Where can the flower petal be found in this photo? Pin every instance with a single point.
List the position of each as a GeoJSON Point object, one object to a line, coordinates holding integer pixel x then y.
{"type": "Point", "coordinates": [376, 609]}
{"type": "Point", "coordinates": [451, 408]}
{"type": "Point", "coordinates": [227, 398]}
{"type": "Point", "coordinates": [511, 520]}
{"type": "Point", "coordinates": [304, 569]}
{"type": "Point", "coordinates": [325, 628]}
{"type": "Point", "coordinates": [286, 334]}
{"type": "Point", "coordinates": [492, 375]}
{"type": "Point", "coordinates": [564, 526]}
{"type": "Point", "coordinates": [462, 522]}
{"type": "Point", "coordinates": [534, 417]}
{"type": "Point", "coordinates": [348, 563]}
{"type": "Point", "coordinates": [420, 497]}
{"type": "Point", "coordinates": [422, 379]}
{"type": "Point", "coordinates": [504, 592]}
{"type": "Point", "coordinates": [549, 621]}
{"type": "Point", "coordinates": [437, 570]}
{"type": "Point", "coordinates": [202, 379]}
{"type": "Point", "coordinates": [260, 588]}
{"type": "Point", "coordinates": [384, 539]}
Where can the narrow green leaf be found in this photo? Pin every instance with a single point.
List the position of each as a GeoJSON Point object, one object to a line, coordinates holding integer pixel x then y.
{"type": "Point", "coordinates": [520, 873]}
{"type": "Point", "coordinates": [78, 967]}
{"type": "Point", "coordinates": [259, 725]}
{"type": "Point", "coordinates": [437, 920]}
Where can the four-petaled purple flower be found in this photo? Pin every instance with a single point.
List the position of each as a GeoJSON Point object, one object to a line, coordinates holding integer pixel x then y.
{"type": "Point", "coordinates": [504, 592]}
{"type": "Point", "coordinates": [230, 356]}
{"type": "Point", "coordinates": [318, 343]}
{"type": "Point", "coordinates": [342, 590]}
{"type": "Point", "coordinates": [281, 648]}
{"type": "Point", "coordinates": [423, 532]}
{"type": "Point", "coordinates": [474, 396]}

============================================================

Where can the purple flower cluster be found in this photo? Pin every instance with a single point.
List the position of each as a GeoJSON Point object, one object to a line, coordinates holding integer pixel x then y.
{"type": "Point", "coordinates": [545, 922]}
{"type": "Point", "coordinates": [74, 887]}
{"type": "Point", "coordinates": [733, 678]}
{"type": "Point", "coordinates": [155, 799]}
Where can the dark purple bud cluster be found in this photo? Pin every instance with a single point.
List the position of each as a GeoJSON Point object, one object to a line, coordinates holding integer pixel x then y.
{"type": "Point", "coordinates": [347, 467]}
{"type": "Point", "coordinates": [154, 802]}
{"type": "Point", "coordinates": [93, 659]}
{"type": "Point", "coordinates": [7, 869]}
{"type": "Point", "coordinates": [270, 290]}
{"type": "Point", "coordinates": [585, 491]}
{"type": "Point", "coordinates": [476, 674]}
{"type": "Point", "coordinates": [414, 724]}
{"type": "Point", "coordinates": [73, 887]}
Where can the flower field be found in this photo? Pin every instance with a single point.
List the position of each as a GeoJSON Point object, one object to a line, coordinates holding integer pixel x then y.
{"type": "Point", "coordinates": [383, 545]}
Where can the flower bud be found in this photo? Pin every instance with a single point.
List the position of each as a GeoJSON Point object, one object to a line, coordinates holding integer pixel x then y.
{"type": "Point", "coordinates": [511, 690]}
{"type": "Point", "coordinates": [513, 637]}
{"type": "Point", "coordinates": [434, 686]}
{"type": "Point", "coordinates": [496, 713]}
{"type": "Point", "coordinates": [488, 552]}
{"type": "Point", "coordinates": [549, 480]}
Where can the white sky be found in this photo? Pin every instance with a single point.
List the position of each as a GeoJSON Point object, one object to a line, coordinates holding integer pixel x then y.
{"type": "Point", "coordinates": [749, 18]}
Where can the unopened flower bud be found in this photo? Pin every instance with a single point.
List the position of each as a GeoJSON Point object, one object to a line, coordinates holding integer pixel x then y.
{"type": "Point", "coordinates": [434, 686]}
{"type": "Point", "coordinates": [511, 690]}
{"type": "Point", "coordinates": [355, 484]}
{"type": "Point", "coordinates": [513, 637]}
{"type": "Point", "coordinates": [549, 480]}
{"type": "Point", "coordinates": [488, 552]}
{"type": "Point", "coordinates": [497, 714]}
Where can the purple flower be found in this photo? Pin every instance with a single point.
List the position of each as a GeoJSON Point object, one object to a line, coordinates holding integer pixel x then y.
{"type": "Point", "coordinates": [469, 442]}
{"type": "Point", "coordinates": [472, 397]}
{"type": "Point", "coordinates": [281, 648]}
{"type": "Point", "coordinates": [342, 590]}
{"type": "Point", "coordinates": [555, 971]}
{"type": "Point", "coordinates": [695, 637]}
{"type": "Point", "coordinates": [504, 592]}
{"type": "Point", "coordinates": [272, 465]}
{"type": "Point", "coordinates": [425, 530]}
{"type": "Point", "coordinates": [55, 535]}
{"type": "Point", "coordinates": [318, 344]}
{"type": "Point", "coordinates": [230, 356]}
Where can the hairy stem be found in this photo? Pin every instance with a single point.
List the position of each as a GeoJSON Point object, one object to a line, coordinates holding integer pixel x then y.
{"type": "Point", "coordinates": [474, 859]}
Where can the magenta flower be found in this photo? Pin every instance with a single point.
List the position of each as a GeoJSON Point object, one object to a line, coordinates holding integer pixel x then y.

============================================================

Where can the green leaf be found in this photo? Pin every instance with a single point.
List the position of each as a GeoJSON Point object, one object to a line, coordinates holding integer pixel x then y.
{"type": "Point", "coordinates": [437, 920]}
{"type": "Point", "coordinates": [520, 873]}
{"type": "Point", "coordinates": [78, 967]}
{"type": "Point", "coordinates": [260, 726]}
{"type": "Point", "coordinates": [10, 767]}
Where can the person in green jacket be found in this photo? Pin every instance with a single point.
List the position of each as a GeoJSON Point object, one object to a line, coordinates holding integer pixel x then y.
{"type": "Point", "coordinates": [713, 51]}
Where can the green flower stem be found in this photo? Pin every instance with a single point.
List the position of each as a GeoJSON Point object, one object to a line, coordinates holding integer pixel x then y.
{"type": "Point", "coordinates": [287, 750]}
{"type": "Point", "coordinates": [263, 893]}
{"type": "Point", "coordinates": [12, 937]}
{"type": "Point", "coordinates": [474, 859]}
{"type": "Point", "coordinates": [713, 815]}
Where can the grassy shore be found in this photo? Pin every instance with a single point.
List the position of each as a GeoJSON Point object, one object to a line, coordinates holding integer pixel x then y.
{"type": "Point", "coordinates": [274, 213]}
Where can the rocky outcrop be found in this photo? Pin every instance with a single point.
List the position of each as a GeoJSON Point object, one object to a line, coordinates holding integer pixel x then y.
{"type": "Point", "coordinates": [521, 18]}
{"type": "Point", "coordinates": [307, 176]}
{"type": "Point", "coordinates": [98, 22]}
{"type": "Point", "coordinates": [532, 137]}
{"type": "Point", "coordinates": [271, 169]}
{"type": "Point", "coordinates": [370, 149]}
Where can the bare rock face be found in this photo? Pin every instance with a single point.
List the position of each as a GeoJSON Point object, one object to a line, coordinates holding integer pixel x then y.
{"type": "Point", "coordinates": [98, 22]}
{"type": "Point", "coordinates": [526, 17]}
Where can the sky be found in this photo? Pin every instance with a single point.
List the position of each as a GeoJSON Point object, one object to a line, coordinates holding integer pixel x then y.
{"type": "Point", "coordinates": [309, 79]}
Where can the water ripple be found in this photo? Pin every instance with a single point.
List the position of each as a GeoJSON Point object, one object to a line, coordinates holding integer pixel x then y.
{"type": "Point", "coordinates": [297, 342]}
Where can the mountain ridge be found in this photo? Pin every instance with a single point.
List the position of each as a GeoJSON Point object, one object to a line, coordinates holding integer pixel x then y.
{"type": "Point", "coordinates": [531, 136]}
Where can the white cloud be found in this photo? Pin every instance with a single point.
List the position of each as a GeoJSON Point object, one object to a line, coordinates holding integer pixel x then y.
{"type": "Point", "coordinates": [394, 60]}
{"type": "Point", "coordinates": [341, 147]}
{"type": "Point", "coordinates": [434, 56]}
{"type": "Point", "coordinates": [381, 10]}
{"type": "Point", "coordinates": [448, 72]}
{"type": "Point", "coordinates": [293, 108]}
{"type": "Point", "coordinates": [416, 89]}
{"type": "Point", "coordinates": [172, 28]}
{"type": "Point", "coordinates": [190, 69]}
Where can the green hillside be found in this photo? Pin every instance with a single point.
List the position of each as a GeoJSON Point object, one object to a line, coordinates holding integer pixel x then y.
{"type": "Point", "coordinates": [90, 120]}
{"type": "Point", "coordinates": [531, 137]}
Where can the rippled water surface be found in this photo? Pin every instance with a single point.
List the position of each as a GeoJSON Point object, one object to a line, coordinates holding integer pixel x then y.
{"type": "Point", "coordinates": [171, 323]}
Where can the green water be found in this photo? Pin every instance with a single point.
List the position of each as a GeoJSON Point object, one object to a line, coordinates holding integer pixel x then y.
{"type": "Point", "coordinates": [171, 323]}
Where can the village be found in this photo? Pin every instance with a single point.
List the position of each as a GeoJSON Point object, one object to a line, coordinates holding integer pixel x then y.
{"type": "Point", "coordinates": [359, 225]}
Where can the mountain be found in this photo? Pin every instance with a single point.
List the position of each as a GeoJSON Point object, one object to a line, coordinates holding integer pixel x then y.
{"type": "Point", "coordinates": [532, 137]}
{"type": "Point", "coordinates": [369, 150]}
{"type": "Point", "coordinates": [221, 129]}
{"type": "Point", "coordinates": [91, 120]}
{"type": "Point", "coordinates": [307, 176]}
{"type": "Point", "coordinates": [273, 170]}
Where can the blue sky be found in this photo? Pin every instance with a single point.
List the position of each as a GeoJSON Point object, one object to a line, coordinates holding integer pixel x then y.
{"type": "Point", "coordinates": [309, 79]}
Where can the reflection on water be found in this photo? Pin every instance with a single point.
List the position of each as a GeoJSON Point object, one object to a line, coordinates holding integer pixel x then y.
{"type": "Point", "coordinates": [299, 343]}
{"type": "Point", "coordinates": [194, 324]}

============================================================

### Exercise
Gather every line of the records above that contains the word "cluster", matching case exactly, and copy each one as it appears.

### Reply to the exercise
Where can the purple flower cluster be found in this photo? Pin every instance with a single point.
Where can the dark purple bud cluster be found in this photo? Pin every instance with a single point.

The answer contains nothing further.